**Exercise details**
Reproduce every line of the material below, keeping each one unchanged.

────────────────────────────────────────

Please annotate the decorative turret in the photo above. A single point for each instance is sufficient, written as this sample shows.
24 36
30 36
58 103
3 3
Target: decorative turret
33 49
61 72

────────────────────────────────────────

**Expected output**
Please annotate the decorative turret in the photo above. A single point for each instance is sufficient, written as this sample shows.
24 36
30 36
58 103
3 3
Target: decorative turret
33 49
61 72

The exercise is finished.